### [Excerpt provided]

▬▬▬▬▬▬▬▬▬▬

Cognition can expose agents via the Agent-to-Agent (A2A) protocol, allowing external systems to discover and invoke your agents.

Opting In

Set a2a_exposed: true on any agent definition:

# .cognition/agents/deploy-agent.yaml
name: deploy-agent
mode: primary
a2a_exposed: true
description: Handles deployment workflows
system_prompt: |
  You are a deployment agent. Deploy applications safely and report results.

Or via the API:

curl -X POST http://localhost:8000/agents \
  -H "Content-Type: application/json" \
  -d '{"name": "deploy-agent", "system_prompt": "...", "a2a_exposed": true}'

How It Works

  1. Agent card discoveryGET /a2a/{agent_name}/.well-known/agent-card.json returns the A2A AgentCard for that agent. GET /.well-known/agent-card.json also lists exposed agents visible to the caller's scope.
  2. JSON-RPC endpoint — Each agent gets a dedicated endpoint at POST /a2a/{agent_name}. The agent is resolved at request time, so agents created after server startup are immediately available.

▬▬▬▬▬▬▬▬▬▬

### [Extracted records]
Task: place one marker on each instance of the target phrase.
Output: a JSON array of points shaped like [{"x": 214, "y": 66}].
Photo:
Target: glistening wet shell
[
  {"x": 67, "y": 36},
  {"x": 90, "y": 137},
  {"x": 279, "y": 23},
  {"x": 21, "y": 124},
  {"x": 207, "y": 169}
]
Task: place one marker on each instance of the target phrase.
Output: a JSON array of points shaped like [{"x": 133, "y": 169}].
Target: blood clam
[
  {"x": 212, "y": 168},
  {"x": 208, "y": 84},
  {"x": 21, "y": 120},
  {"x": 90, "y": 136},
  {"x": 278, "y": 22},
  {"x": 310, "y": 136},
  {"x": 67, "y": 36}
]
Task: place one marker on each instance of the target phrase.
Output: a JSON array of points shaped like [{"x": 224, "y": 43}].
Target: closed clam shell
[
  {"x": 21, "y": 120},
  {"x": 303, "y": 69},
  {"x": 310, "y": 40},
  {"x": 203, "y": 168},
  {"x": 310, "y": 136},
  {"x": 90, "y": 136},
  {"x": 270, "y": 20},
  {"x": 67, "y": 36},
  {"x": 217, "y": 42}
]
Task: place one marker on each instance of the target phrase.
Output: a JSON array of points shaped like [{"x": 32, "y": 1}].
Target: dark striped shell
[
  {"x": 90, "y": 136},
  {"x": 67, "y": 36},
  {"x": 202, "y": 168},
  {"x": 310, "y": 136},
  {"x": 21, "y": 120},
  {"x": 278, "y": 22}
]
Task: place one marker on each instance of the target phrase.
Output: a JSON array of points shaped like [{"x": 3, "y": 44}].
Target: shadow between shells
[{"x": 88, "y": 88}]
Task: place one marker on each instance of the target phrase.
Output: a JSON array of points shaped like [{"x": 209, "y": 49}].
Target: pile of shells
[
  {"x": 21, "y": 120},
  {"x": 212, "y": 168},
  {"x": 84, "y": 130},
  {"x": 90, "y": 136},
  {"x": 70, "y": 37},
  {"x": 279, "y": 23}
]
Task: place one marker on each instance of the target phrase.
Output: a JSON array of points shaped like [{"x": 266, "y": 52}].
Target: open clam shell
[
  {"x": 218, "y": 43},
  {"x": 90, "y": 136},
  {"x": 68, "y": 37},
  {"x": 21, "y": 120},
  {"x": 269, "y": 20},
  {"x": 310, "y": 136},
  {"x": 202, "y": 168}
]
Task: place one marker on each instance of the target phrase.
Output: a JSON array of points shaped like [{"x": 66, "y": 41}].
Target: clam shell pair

▬▬▬▬▬▬▬▬▬▬

### [Work request 1]
Answer these questions about the text on exposing agents via A2A, one line each:
(a) What setting on an agent definition opts the agent in?
(b) What request gives each agent its dedicated JSON-RPC endpoint?
(c) Why are agents created after server startup available right away?
### [Work request 2]
Supply what comes next in the text on exposing agents via A2A, starting after its last sentence.

### [Task answer 1]
(a) a2a_exposed: true
(b) POST /a2a/{agent_name}
(c) The agent is resolved at request time.

### [Task answer 2]
  3. Scope-aware — A2A requests must include X-Cognition-Scope-* headers. Only agents visible in the caller's scope are discoverable and invocable.
  4. Bridging — The CognitionA2AExecutor bridges A2A requests to Cognition's service.stream_response(), reusing the full agent runtime, tools, middleware, and persistence.

A2A Client Example

import httpx

# Discover a specific agent card from the agent's canonical A2A URL
resp = httpx.get(
    "http://localhost:8000/a2a/deploy-agent/.well-known/agent-card.json",
    headers={"X-Cognition-Scope-User": "alice"},
)
card = resp.json()

# Send a message to an agent
resp = httpx.post(
    "http://localhost:8000/a2a/deploy-agent",
    json={
        "jsonrpc": "2.0",
        "id": "1",
        "method": "message/send",
        "params": {
            "message": {
                "role": "user",
                "parts": [{"kind": "text", "text": "Deploy staging"}],
            }
        },
    },
    headers={
        "X-Cognition-Scope-User": "alice",
    },
)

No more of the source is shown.